TEXTE SOURCE:
###

Le portrait du lieutenant-colonel Arnaud Beltrame lors d’une minute de silence, le 28 mars 2018. / BERTRAND GUAY / AFP

Un an après les attentats de Trèbes et Carcassonne (Aude), le 23 mars 2018, l’enquête remonte peu à peu le fil des soutiens qui ont permis au djihadiste Radouane Lakdim de passer à l’acte et tuer quatre personnes, dont le gendarme Arnaud Beltrame.

Achat d’un couteau, dissimulation de preuves, influence idéologique… les juges d’instruction tentent de démêler l’écheveau des personnes qui auraient pu apporter leur concours à l’assaillant, un délinquant de 25 ans fiché « S » (pour Sûreté de l’Etat). Depuis l’interpellation le jour même de Marine Pequignot, sa petite amie qui avait publié sur Internet le matin une sourate promettant l’enfer aux mécréants, quatre hommes, soupçonnés d’avoir eu connaissance de ses projets ou pour certains de l’avoir aidé à des degrés divers, ont été mis en examen. Trois d’entre eux et la jeune fille de 19 ans sont aujourd’hui incarcérés.

Dans le huis clos du Super U de Trèbes

Le 23 mars 2018, après avoir accompagné sa petite sœur à l’école, Radouane Lakdim débute son parcours sanglant dans un sous-bois de Carcassonne connu pour être un point de rencontres homosexuelles : Jean Mazières, un viticulteur à la retraite, tombe sous ses balles et un jeune Portugais est grièvement blessé à la tête. Reparti avec la voiture de ce dernier, l’assaillant tire ensuite sur des CRS revenant de leur jogging, en blesse un à l’épaule, avant d’entrer dans le Super U de Trèbes en criant : « Allahou akbar ! » Près des caisses, il abat froidement le chef boucher, Christian Medves, 50 ans, ainsi qu’un client, Hervé Sosna, 65 ans, maçon à la retraite, puis prend en otage une employée du magasin.

Le lieutenant-colonel de gendarmerie Arnaud Beltrame, 44 ans, entame des négociations avec l’attaquant, qui se présente comme un « soldat » de l’organisation Etat islamique (EI). L’officier se substitue ensuite à l’otage, laissant son téléphone ouvert pour aider les forces de l’ordre.

Deux heures et demie plus tard, des tirs sont entendus dans le supermarché, poussant le GIGN à lancer l’assaut et à abattre Radouane Lakdim. Arnaud Beltrame, qui avait tenté de maîtriser l’attaquant, est retrouvé entre la vie et la mort, avec notamment une plaie gravissime à la gorge. Il meurt la nuit suivante et est célébré en héros lors d’un hommage national.

Beaucoup de zones d’ombre

« Tout l’enjeu de l’enquête est de savoir s’il a seulement été inspiré par la propagande ou l’idéologie, ou s’il a été incité par des individus en France ou à l’étranger », souligne Thibault de Montbrial, avocat de la famille Beltrame. En octobre, Sofian B., un jeune radicalisé de 20 ans soupçonné d’avoir fourni à Radouane Lakdim une justification idéologique pour commettre les attentats, a été mis en examen. Les deux hommes avaient à partir de décembre 2017 échangé des préceptes du djihad via Internet, selon une source proche du dossier.

###

DONNÉES:

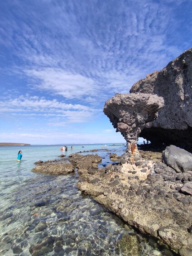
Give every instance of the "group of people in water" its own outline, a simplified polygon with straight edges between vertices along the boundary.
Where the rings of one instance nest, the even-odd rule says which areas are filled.
[[[71,147],[71,150],[72,150],[72,146]],[[61,151],[62,151],[62,150],[67,151],[67,147],[66,146],[63,146],[63,147],[61,147]]]

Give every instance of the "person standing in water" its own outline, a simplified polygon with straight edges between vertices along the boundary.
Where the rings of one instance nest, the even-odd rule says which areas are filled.
[[[19,150],[18,153],[18,155],[17,156],[17,161],[18,162],[20,162],[21,161],[21,158],[22,158],[22,155],[21,153],[22,151],[21,150]]]

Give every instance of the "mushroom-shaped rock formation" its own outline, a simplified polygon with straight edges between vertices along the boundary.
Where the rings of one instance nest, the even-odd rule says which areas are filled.
[[[164,106],[162,97],[147,93],[120,94],[107,101],[103,111],[117,131],[127,141],[127,160],[137,150],[138,138],[146,124],[157,118],[158,111]]]
[[[172,144],[192,152],[192,48],[160,71],[133,85],[130,92],[162,97],[164,106],[140,136],[154,145]]]

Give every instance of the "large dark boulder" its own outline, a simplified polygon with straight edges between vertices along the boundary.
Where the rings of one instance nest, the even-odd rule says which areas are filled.
[[[171,144],[192,151],[192,48],[160,71],[133,85],[130,93],[163,97],[164,106],[158,117],[147,125],[140,136],[156,144]]]
[[[177,172],[192,171],[192,154],[173,145],[163,151],[162,161]]]

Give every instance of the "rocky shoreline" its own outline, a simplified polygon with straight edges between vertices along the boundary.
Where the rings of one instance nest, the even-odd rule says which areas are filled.
[[[112,163],[99,169],[98,155],[74,154],[54,163],[39,163],[32,170],[65,174],[77,170],[77,186],[83,193],[178,255],[192,255],[192,196],[185,190],[192,172],[177,173],[159,157],[158,152],[141,151],[130,164],[110,154]]]

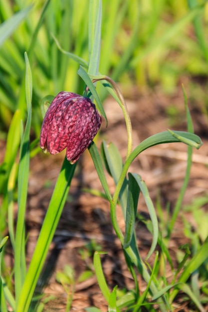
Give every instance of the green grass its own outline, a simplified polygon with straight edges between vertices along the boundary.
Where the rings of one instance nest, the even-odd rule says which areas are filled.
[[[27,268],[25,216],[30,160],[39,150],[42,114],[48,104],[46,102],[50,102],[53,96],[63,90],[94,98],[106,123],[102,103],[110,93],[122,109],[126,122],[127,153],[124,162],[113,143],[107,145],[103,142],[100,151],[94,143],[88,148],[105,194],[95,190],[91,192],[100,194],[109,202],[112,225],[135,283],[131,291],[124,292],[117,287],[110,289],[103,273],[101,257],[103,253],[100,246],[94,249],[95,274],[109,311],[118,312],[124,308],[136,312],[146,307],[148,311],[154,311],[155,302],[162,312],[173,311],[174,301],[180,292],[184,300],[193,305],[193,311],[205,311],[204,306],[208,300],[208,233],[206,224],[200,227],[196,207],[207,203],[206,197],[205,202],[204,198],[196,204],[194,200],[192,205],[184,208],[192,211],[199,229],[193,233],[184,219],[185,233],[190,245],[181,246],[179,250],[176,271],[169,249],[176,221],[183,209],[192,149],[202,145],[200,138],[193,133],[185,92],[184,90],[188,132],[169,131],[157,134],[132,150],[131,120],[124,99],[115,82],[124,87],[159,85],[163,92],[169,93],[174,91],[181,77],[203,76],[207,78],[207,3],[196,0],[182,1],[177,5],[166,0],[114,0],[110,2],[107,0],[40,0],[30,5],[29,2],[22,4],[16,0],[12,4],[9,1],[0,2],[0,133],[6,142],[4,159],[0,165],[0,311],[7,311],[7,305],[14,312],[31,311],[31,303],[37,300],[34,297],[35,287],[74,175],[76,164],[71,165],[65,159]],[[199,85],[195,92],[192,95],[194,98],[197,94],[206,99],[205,91]],[[200,108],[205,115],[207,108],[205,99],[203,109]],[[188,146],[186,176],[170,221],[167,222],[161,217],[158,222],[157,213],[162,217],[162,208],[159,203],[154,207],[142,177],[137,172],[128,171],[132,162],[145,150],[174,142]],[[113,194],[107,182],[106,171],[115,183]],[[150,220],[143,221],[153,235],[145,260],[141,257],[135,232],[140,193],[144,196],[150,216]],[[14,226],[16,202],[18,214]],[[117,219],[118,203],[125,220],[125,233]],[[200,214],[201,218],[207,220],[205,212],[201,210]],[[11,275],[7,274],[4,261],[7,229],[14,253]],[[160,253],[155,251],[157,244]],[[150,256],[154,257],[152,267],[148,263]],[[171,267],[171,282],[166,279],[166,265]],[[143,292],[140,289],[135,271],[146,283]],[[93,269],[90,268],[90,275],[92,272]],[[57,279],[66,292],[70,283],[74,289],[71,268],[66,266]],[[41,303],[37,300],[37,311],[44,309],[47,300]],[[66,301],[66,311],[70,310],[71,300],[68,297]],[[86,311],[99,310],[89,307]]]

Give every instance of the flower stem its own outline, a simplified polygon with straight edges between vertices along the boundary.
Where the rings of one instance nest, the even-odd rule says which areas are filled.
[[[132,151],[133,144],[132,127],[125,100],[118,86],[118,85],[110,77],[108,77],[108,76],[102,76],[102,78],[93,79],[93,82],[95,82],[96,81],[98,81],[99,80],[106,80],[107,81],[108,81],[108,82],[110,83],[114,89],[120,101],[120,104],[121,104],[120,105],[120,106],[124,114],[124,119],[126,122],[126,129],[127,130],[128,146],[127,153],[126,157],[126,159],[127,159]]]

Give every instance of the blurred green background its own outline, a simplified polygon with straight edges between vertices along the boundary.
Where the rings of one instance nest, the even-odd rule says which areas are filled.
[[[32,73],[35,137],[42,122],[41,99],[63,90],[81,94],[83,90],[77,74],[79,65],[60,51],[52,34],[66,52],[87,62],[89,1],[39,0],[29,6],[31,3],[0,1],[2,139],[14,112],[25,106],[25,51]],[[122,84],[129,93],[135,86],[141,92],[157,88],[173,94],[179,84],[189,80],[194,86],[193,96],[202,97],[207,114],[208,20],[208,5],[201,0],[103,0],[99,71]]]

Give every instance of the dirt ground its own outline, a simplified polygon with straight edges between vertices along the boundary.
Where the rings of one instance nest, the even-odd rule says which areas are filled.
[[[147,91],[142,95],[136,89],[126,100],[131,117],[134,147],[151,135],[170,128],[186,130],[186,114],[182,90],[179,87],[177,93],[171,97],[161,95],[156,91]],[[124,94],[124,96],[125,95]],[[188,94],[189,97],[189,94]],[[200,136],[204,145],[194,150],[191,176],[186,192],[184,204],[192,202],[194,198],[208,194],[208,121],[201,111],[201,105],[190,103],[195,131]],[[171,121],[168,118],[170,106],[177,108],[177,113]],[[126,152],[127,134],[121,109],[111,98],[104,104],[109,126],[103,121],[100,136],[97,144],[104,139],[108,143],[113,142],[124,158]],[[145,151],[131,166],[130,171],[139,173],[145,180],[151,198],[156,203],[160,193],[160,201],[166,215],[169,203],[171,210],[174,207],[182,186],[186,168],[187,146],[182,144],[157,146]],[[53,189],[61,166],[64,153],[52,156],[40,154],[32,159],[28,188],[28,208],[26,215],[27,230],[29,233],[27,258],[29,262],[37,240],[41,224],[46,213]],[[115,188],[112,179],[108,176],[112,192]],[[95,188],[102,191],[89,153],[86,151],[77,166],[68,200],[65,205],[50,248],[50,254],[45,266],[42,280],[47,279],[44,293],[54,296],[45,306],[45,311],[65,311],[67,293],[55,280],[55,273],[63,271],[65,265],[73,268],[75,286],[70,311],[84,311],[84,308],[97,307],[102,312],[107,311],[94,276],[84,282],[79,282],[80,275],[92,267],[92,255],[84,257],[80,250],[85,251],[87,246],[97,244],[107,252],[102,257],[103,266],[109,288],[116,285],[119,289],[131,289],[134,284],[124,260],[119,243],[112,229],[109,206],[102,198],[82,190],[83,188]],[[208,205],[202,209],[208,211]],[[139,199],[138,211],[147,216],[144,200]],[[182,215],[191,223],[194,230],[197,226],[192,215],[182,211],[175,225],[169,248],[174,264],[177,263],[178,247],[189,242],[183,226]],[[122,213],[118,210],[121,227],[124,229]],[[139,222],[136,228],[137,237],[141,255],[145,258],[151,244],[151,235],[145,226]],[[84,259],[83,259],[84,258]],[[145,289],[145,284],[138,276]],[[40,285],[42,286],[41,282]],[[70,293],[70,287],[68,293]],[[177,311],[186,310],[176,303]],[[208,311],[208,308],[207,311]]]

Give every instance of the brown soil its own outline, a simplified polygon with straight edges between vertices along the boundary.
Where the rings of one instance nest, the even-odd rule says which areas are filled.
[[[132,92],[131,98],[127,101],[132,122],[134,147],[151,135],[166,131],[169,128],[186,130],[186,121],[182,90],[171,97],[148,92],[148,94]],[[129,96],[128,96],[129,98]],[[177,109],[177,114],[172,122],[168,118],[167,109],[170,104]],[[120,107],[111,98],[105,103],[109,126],[105,128],[104,121],[101,127],[101,139],[108,143],[113,142],[123,158],[126,152],[127,134],[122,113]],[[194,150],[193,163],[189,187],[186,192],[184,204],[192,202],[193,199],[208,194],[208,120],[200,110],[200,106],[189,103],[195,133],[199,135],[204,145],[199,150]],[[155,203],[160,193],[160,200],[164,216],[170,203],[171,211],[178,198],[186,168],[187,147],[182,144],[157,146],[145,151],[136,159],[131,167],[131,172],[139,173],[145,180],[151,198]],[[39,229],[61,167],[64,153],[51,156],[40,154],[31,160],[28,208],[26,215],[27,230],[29,233],[27,247],[28,263],[31,258]],[[113,192],[115,188],[112,179],[108,176],[108,181]],[[62,271],[65,266],[73,268],[75,281],[75,292],[70,311],[84,311],[84,308],[97,307],[101,311],[107,311],[104,299],[94,275],[84,282],[79,282],[79,277],[87,269],[93,270],[93,252],[89,254],[90,243],[98,245],[107,254],[102,257],[103,267],[110,289],[116,285],[119,289],[131,289],[134,283],[125,264],[119,241],[115,236],[111,223],[109,205],[106,200],[93,196],[82,190],[83,188],[95,188],[102,191],[89,153],[86,151],[79,161],[76,175],[72,182],[69,199],[65,205],[50,248],[45,265],[43,280],[47,279],[44,288],[45,295],[52,295],[53,300],[45,305],[45,311],[65,311],[66,301],[71,294],[72,288],[66,292],[55,279],[55,274]],[[208,211],[208,204],[200,209]],[[142,196],[140,198],[138,211],[148,217],[147,210]],[[118,209],[119,222],[124,228],[122,213]],[[182,216],[189,220],[193,231],[198,231],[198,225],[192,214],[182,211],[173,231],[169,248],[174,265],[177,266],[177,252],[179,247],[188,239],[184,234]],[[137,237],[142,257],[144,259],[151,243],[151,235],[146,227],[139,222],[136,228]],[[86,256],[82,258],[80,250]],[[87,253],[88,252],[88,253]],[[84,258],[84,259],[83,258]],[[150,263],[152,263],[154,257]],[[167,268],[167,274],[171,272]],[[141,291],[145,284],[139,276]],[[184,304],[185,303],[183,303]],[[186,311],[176,303],[176,311]],[[179,307],[181,310],[177,310]],[[182,310],[181,310],[182,309]],[[187,311],[189,311],[187,310]],[[208,308],[207,308],[207,310]]]

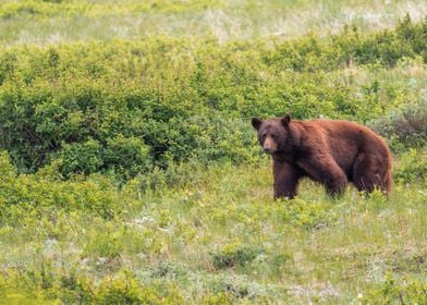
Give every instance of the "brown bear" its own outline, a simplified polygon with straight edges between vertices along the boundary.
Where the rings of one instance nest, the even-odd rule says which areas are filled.
[[[274,198],[293,198],[300,179],[325,185],[328,194],[341,194],[349,182],[358,191],[391,190],[391,155],[385,141],[371,130],[342,120],[252,119],[258,141],[271,155]]]

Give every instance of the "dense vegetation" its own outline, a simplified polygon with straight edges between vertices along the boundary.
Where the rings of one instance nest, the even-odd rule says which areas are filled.
[[[186,19],[237,2],[9,1],[0,24]],[[313,4],[285,2],[263,10]],[[427,302],[427,19],[293,39],[4,35],[1,302]],[[392,196],[331,199],[305,181],[273,202],[249,121],[284,112],[379,132]]]
[[[66,176],[134,176],[188,158],[247,161],[258,151],[251,115],[365,123],[402,105],[425,106],[411,87],[385,86],[377,75],[359,85],[352,71],[367,65],[376,74],[411,60],[427,62],[427,21],[371,35],[347,28],[328,40],[9,48],[0,53],[0,144],[21,171],[58,161]]]

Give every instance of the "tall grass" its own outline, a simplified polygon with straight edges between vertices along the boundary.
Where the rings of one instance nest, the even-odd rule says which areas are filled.
[[[408,13],[427,14],[422,0],[383,1],[4,1],[0,41],[57,44],[70,40],[135,39],[213,35],[219,41],[307,33],[337,33],[345,24],[364,30],[395,25]]]

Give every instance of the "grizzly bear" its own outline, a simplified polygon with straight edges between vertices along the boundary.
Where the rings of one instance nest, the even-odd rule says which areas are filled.
[[[252,119],[258,141],[272,158],[274,198],[293,198],[300,179],[325,185],[329,195],[343,193],[349,182],[358,191],[391,190],[391,155],[371,130],[342,120]]]

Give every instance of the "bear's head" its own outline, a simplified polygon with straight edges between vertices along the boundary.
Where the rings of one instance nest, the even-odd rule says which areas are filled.
[[[269,155],[285,151],[289,142],[289,123],[291,117],[289,114],[283,118],[260,120],[252,119],[252,125],[258,131],[258,141],[264,151]]]

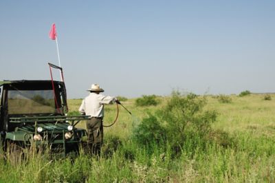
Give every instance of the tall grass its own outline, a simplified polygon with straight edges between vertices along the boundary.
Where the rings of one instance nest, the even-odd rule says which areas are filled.
[[[74,158],[53,158],[30,150],[26,160],[14,164],[1,152],[0,182],[274,182],[275,103],[263,97],[232,96],[230,103],[206,97],[206,109],[218,113],[211,138],[187,139],[177,157],[169,143],[153,144],[148,151],[131,138],[148,112],[162,109],[167,98],[162,105],[148,107],[135,107],[135,100],[129,99],[124,105],[133,116],[120,109],[117,123],[104,129],[100,157],[84,149]],[[69,100],[71,110],[76,111],[80,103]],[[107,108],[105,122],[116,112],[116,106]],[[78,127],[85,127],[85,122]]]

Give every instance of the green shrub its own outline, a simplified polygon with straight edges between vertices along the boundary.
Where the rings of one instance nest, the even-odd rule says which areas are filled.
[[[251,94],[251,92],[249,90],[243,91],[241,94],[239,94],[239,96],[245,96]]]
[[[144,95],[141,98],[138,98],[135,100],[136,106],[150,106],[150,105],[157,105],[160,103],[157,100],[157,96],[155,95],[146,96]]]
[[[263,100],[272,100],[271,96],[270,94],[265,94],[263,96]]]
[[[120,102],[125,102],[128,100],[128,98],[124,96],[118,96],[116,98],[120,100]]]
[[[229,96],[226,96],[223,94],[219,95],[217,98],[221,103],[231,103],[232,98]]]
[[[163,109],[143,119],[134,131],[134,138],[140,144],[151,147],[157,144],[165,149],[168,144],[177,154],[187,139],[208,139],[217,113],[204,110],[206,104],[205,98],[173,92]]]

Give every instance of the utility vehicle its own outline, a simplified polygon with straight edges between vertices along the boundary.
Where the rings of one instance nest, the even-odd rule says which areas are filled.
[[[89,116],[69,116],[67,112],[63,81],[0,81],[0,146],[47,147],[63,155],[78,151],[87,132],[76,125]]]

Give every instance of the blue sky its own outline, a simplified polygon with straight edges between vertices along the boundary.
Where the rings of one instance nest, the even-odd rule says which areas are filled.
[[[70,98],[92,83],[129,98],[274,92],[274,10],[265,0],[1,1],[0,79],[50,78],[55,23]]]

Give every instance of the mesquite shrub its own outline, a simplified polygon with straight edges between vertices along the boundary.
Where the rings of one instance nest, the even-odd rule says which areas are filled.
[[[135,100],[135,105],[140,107],[157,105],[159,103],[160,101],[157,99],[157,96],[155,95],[144,95],[142,97],[138,98]]]
[[[204,110],[206,100],[194,94],[183,96],[173,92],[162,109],[142,120],[134,131],[134,139],[149,147],[158,145],[165,148],[169,144],[176,153],[187,139],[206,140],[217,113]]]

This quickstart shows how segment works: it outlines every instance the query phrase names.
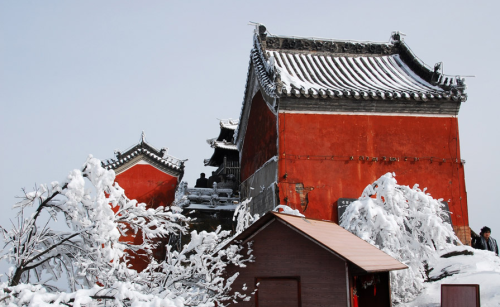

###

EXERCICES:
1/ Recopiez le passage de l'article sur les attentats de Trèbes qui commence à « Achat d’un couteau, dissimulation » et se termine à « sont aujourd’hui incarcérés. ».
2/ Résumez en deux phrases l'article sur les attentats de Trèbes.
Les données ne jouent aucun rôle dans ce travail.

CORRIGÉS:
1/
Achat d’un couteau, dissimulation de preuves, influence idéologique… les juges d’instruction tentent de démêler l’écheveau des personnes qui auraient pu apporter leur concours à l’assaillant, un délinquant de 25 ans fiché « S » (pour Sûreté de l’Etat). Depuis l’interpellation le jour même de Marine Pequignot, sa petite amie qui avait publié sur Internet le matin une sourate promettant l’enfer aux mécréants, quatre hommes, soupçonnés d’avoir eu connaissance de ses projets ou pour certains de l’avoir aidé à des degrés divers, ont été mis en examen. Trois d’entre eux et la jeune fille de 19 ans sont aujourd’hui incarcérés.

2/ Le 23 mars 2018, Radouane Lakdim, un délinquant de 25 ans fiché « S », a tué quatre personnes à Carcassonne et au Super U de Trèbes, dont le lieutenant-colonel Arnaud Beltrame, qui s'était substitué à une otage avant que le GIGN n'abatte l'assaillant. Un an plus tard, l'enquête cherche à savoir qui l'a soutenu : sa petite amie, Marine Pequignot, a été interpellée le jour même et quatre hommes ont été mis en examen.